▶ [EXERCISE]
Set the listing down unchanged, minus every embedded image.

▶ [RECORDS]
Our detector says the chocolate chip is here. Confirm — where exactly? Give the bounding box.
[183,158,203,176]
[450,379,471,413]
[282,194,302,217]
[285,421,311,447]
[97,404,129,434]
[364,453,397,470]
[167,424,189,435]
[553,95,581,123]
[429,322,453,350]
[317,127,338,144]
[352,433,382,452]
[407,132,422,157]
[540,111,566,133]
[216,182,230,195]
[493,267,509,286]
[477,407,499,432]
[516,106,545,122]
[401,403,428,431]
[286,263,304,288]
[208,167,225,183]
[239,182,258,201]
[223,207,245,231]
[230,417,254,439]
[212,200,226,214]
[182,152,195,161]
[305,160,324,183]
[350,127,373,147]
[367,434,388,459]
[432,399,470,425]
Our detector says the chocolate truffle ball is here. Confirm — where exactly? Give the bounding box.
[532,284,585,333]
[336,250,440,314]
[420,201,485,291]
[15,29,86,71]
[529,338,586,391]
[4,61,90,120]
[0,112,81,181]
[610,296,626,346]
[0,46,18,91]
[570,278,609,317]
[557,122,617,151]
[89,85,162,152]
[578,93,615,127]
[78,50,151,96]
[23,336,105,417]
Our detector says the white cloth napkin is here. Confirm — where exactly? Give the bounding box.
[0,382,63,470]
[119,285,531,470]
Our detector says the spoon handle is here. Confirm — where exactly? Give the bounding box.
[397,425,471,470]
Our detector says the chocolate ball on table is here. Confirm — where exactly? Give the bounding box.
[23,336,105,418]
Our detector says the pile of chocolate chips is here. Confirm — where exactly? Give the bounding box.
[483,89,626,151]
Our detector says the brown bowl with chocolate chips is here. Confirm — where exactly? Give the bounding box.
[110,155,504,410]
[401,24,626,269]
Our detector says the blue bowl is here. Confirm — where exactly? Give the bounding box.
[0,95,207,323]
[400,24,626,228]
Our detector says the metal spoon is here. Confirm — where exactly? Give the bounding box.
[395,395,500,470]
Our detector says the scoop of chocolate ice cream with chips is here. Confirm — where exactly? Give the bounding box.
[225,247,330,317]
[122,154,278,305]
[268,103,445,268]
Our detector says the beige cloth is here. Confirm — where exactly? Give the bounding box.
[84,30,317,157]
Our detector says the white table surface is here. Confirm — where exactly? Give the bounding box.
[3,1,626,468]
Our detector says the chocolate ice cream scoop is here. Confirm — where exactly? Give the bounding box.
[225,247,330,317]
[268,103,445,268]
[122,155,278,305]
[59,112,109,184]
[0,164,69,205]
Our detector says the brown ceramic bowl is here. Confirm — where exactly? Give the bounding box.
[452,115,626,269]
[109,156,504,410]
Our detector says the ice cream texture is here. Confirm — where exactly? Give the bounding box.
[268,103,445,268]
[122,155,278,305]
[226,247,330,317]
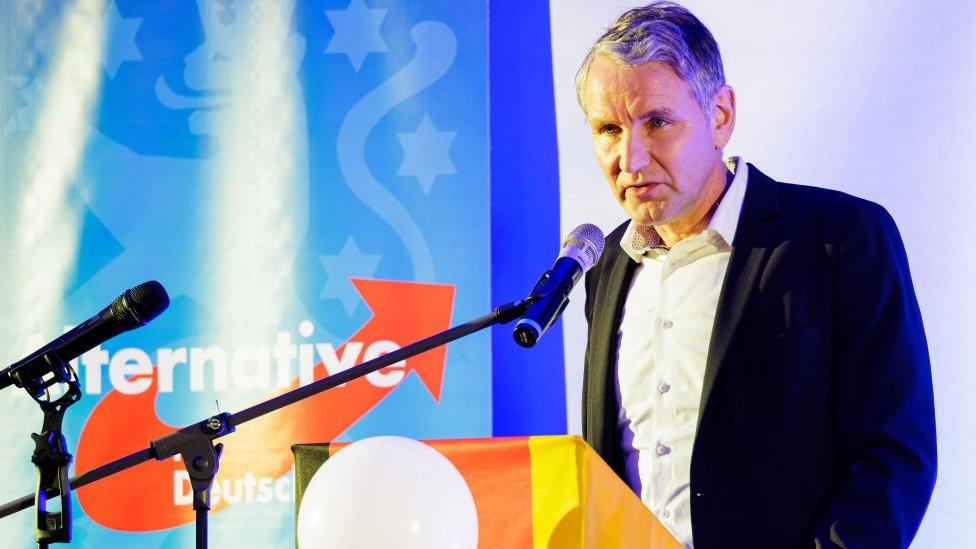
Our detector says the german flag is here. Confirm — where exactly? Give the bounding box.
[293,435,681,548]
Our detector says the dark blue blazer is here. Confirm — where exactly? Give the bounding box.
[582,164,936,548]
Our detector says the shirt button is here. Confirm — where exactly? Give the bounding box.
[661,509,671,519]
[656,443,672,456]
[658,382,671,394]
[661,319,673,329]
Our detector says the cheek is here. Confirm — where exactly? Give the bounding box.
[593,142,619,175]
[668,130,713,174]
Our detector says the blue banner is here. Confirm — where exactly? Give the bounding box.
[0,0,500,545]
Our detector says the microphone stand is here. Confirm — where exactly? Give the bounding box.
[0,297,535,548]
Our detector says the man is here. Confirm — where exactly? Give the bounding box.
[577,3,936,548]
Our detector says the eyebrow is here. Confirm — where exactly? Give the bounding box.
[637,107,676,121]
[587,107,678,128]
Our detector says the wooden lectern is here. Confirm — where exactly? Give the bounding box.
[292,435,681,548]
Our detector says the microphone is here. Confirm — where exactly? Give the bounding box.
[0,281,170,392]
[513,224,605,348]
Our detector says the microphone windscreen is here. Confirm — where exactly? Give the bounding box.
[120,281,170,327]
[561,223,605,271]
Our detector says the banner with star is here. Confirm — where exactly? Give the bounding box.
[0,0,530,546]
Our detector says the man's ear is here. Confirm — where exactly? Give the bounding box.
[712,84,736,149]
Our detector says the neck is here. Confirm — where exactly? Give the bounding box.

▶ [SOLUTION TO THE PROBLEM]
Our detector says the chocolate chip is here. Confirm — where exactly? Give the bounding box.
[183,158,203,176]
[450,379,471,413]
[282,194,302,217]
[285,421,311,447]
[97,404,129,434]
[364,453,397,470]
[167,424,189,435]
[553,95,581,123]
[429,322,453,350]
[317,127,338,144]
[352,433,382,452]
[407,132,422,157]
[540,111,566,133]
[216,182,230,195]
[493,267,509,286]
[477,407,499,432]
[516,106,545,122]
[401,403,428,431]
[286,263,304,288]
[208,167,225,183]
[239,182,258,201]
[223,207,245,231]
[230,417,254,439]
[212,200,226,214]
[182,152,195,161]
[305,160,324,183]
[350,127,373,147]
[367,434,388,459]
[432,399,470,425]
Our detector says the chocolate truffle ball is here. Confirm — where exactly? Give the bounding box.
[532,284,585,333]
[336,250,440,314]
[420,201,485,291]
[15,29,86,71]
[529,338,586,391]
[4,61,90,120]
[0,112,81,181]
[610,296,626,346]
[0,46,18,91]
[570,278,609,317]
[557,122,617,151]
[89,85,162,152]
[578,93,615,127]
[78,50,151,96]
[23,336,105,417]
Our detector says the white cloth napkin is here. Confirm — where exactly? Give the bounding box.
[0,382,63,470]
[119,285,531,470]
Our detector says the spoon handle is here. Confirm — where exactly? Give the bounding box.
[397,425,471,470]
Our detector says the chocolate ball on table is here. Confirm — where exactly? Give the bounding box.
[23,336,105,418]
Our detector says the pile of chocolate chips is here. Confirm — where exactly? Give the bounding box.
[483,89,626,151]
Our detector says the brown bowl with chocolate chips is here. Confirm — where exactly? Give the bounding box.
[110,155,504,410]
[401,24,626,269]
Our detector says the blue bowl is here. Confirm — where exactly? Give the bounding box.
[0,95,207,323]
[400,24,626,228]
Our detector says the metal spoon is here. Confirm — where exactly? Give the bounding box.
[395,395,500,470]
Our detector says the scoop of chocolate ice cream with chips is here. Confirm — where exactly? Give the bounding box.
[225,247,330,317]
[122,154,278,305]
[268,103,445,268]
Our detector says the beige cloth is here. Confirm — where exactly? Give the bounding box.
[84,30,317,157]
Our detector says the white table surface is here. Confirm — where exactly? Give the bounding box.
[3,1,626,468]
Our detector says the chocolate ice cream scoop is here. Confirm — where exactly? Give the bounding box.
[225,247,330,317]
[268,103,445,268]
[122,155,278,305]
[59,112,109,184]
[0,164,69,205]
Our detector says the brown ceramic bowl is here. Confirm — where exactly? Give the bounding box.
[452,115,626,269]
[109,156,504,410]
Our detector says the ice cream texture is here. Confirm — where exactly? Give the bounding box.
[268,103,445,268]
[122,155,278,305]
[226,247,330,317]
Our detector says the german flag is here. Confirm — where exactly? Give the bounding box.
[293,435,681,548]
Our detector says the dark blue blazer is here. Confirm — where exactly? Give the bounding box.
[582,164,936,548]
Our detector says the shirt button is here. Confirm — where exactly? Give the bounding box.
[661,509,671,519]
[656,443,672,456]
[658,382,671,394]
[661,319,673,329]
Our detector says the cheek is here. Confirm — where exactly? Give the bounding box.
[593,142,619,175]
[668,130,713,174]
Our detector says the blue banner is here. Confirm — where exactly? Give the bounding box.
[0,0,500,545]
Our detector says the microphone stand is here. Confirm — where exactly? Give the bounding box.
[0,297,535,548]
Our detector says the man is here. Confirm — where exactly? Give the bounding box.
[577,3,936,548]
Our detector says the eyebrow is here. Confirm — where exactly? Give the bounding box.
[637,107,676,121]
[587,107,678,128]
Our detector says the wooden lectern is here. Confirm — where exactly? Give the bounding box.
[292,435,681,548]
Our detector says the microphone is here. Confirm — where exactly? Give the bounding box.
[0,281,170,392]
[513,224,605,348]
Our detector says the microphone windscreen is here. Confirm — where exactly? Give the bounding box.
[120,281,170,327]
[561,223,605,271]
Our detector says the banner with star is here. Confirm — where exactly? Give the bounding box.
[0,0,530,546]
Our detector says the man's ear is here. Confirm — where exactly? Give the bounding box.
[712,84,736,149]
Our detector says the neck is here. Confirm — where exactly? Give the bounding box.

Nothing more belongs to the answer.